**Exercise prompt:**
Transcribe the lines below verbatim, skipping the images.

**Input data:**
- Opening Delimiter -

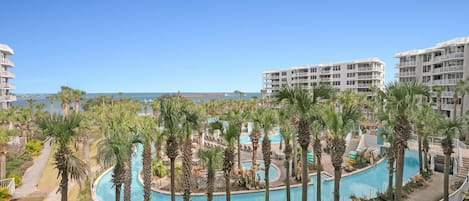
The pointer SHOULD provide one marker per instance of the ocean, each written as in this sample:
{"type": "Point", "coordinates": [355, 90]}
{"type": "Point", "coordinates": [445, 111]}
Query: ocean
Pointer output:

- Closing Delimiter -

**Result of this task:**
The pointer SHOULD provide one marker per instance of the ocean, each written as in this sample:
{"type": "Point", "coordinates": [355, 90]}
{"type": "Point", "coordinates": [445, 111]}
Query: ocean
Pointer output:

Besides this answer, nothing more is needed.